Pedro Turqueto acredita que há um potencial valioso no uso em diferentes setores. “Durante a pandemia de Covid-19, um gerador movido a GLP garantiu o funcionamento do hospital de campanha de Campo Grande”, relata. “Outro projeto utiliza o GLP para a oxigenação de tanques de piscicultura, demonstrando sua viabilidade e eficiência na produção de peixes, e trazendo um grande benefício principalmente na agricultura familiar”, acrescenta.
Políticas públicas importantes
Este ano, o Brasil substituiu o Auxílio Gás pelo Gás do Povo. Criado em setembro por meio da Medida Provisória 1.313/2025, o novo programa criou a possibilidade de retirada grátis de botijões de gás para famílias inscritas no CadÚnico. Na prática, ele funciona como uma expansão do programa anterior, com mais benefícios acumulados aos que já existiam.
O presidente do Sindigás destaca que é preciso ter atenção para uma implementação adequada do programa, mas é otimista: “Esse programa, colocando ele em funcionamento, o Brasil vai virar uma referência no sul global em combate à pobreza energética”.
Ao Estúdio JOTA, o Ministério de Minas e Energia afirmou que “o Gás do Povo é um exemplo claro de como o acesso ao GLP e ao cozimento limpo é parte fundamental do combate à pobreza energética”. “As ações relacionadas ao programa também visam a justiça social, por meio do acesso a formas de cozimento limpo pelas famílias brasileiras, e a saúde pública, reduzindo em até 50% o uso de lenha e carvão nas residências”, afirma a pasta.
---
INSTRUÇÕES DO EXERCÍCIO =>
1. Responda sim ou não para cada afirmação, de acordo com o texto sobre o GLP, e cite as palavras do texto que decidem a resposta. (a) O Gás do Povo foi criado em setembro por meio de uma medida provisória. (b) O Gás do Povo permite a retirada grátis de botijões para todas as famílias brasileiras. (c) Durante a pandemia de Covid-19, um gerador movido a GLP manteve funcionando um hospital de campanha em Campo Grande.
2. Por favor, prossiga o texto sobre o GLP a partir da última frase apresentada.
Os itens abaixo são um material à parte, sem relação com o texto sobre o GLP.
---
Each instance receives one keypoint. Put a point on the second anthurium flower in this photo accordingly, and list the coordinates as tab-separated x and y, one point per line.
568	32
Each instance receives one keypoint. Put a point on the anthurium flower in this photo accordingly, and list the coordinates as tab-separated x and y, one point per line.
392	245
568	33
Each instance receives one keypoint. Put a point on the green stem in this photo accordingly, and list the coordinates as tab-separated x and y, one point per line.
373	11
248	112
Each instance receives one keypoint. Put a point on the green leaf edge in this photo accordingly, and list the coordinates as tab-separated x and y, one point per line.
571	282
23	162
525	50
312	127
---
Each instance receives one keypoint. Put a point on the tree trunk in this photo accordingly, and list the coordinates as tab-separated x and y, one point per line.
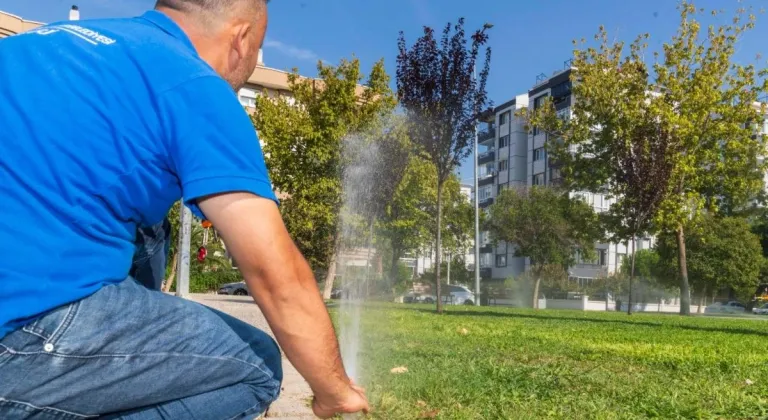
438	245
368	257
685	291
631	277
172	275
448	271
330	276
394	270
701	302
---
RESPOSTAS POR TAREFA =>
1.
(a) Sim: "Criado em setembro por meio da Medida Provisória 1.313/2025"
(b) Não: "retirada grátis de botijões de gás para famílias inscritas no CadÚnico"
(c) Sim: "um gerador movido a GLP garantiu o funcionamento do hospital de campanha de Campo Grande"

2.
O ministério destaca também que “a medida tem impacto direto na saúde de mulheres e crianças, além de contribuir para a redução de emissões de dióxido de carbono e de particulados. O programa também garante justiça energética, por meio do alívio financeiro das famílias para adquirir o gás de cozinha.”
Para a deputada Duda Salabert (PDT-MG), os pontos mais importantes para combater a pobreza energética no Brasil estão no desenvolvimento e implementação de políticas públicas. “Programas como o Luz para Todos e o Gás do Povo são fundamentais para garantirmos que a dignidade energética seja alcançada por todas as famílias brasileiras. O Brasil saiu do mapa da fome recentemente, após anos de políticas propositalmente construídas para não levarmos o Estado – da alimentação à moradia, passando pela energia – a quem mais precisa dele.”
Ela reforça que, com o auxílio do gás, a população poderá usar esse recurso para investir em outras coisas, como alimentos mais saudáveis e frescos, moradia, estudo, entre outras. “Isso sem falar naqueles brasileiros que, antes, não tinham acesso a energia para cozinhar: o que contribuirá para darmos mais um salto para assegurarmos o direito à alimentação, à segurança alimentar”, diz.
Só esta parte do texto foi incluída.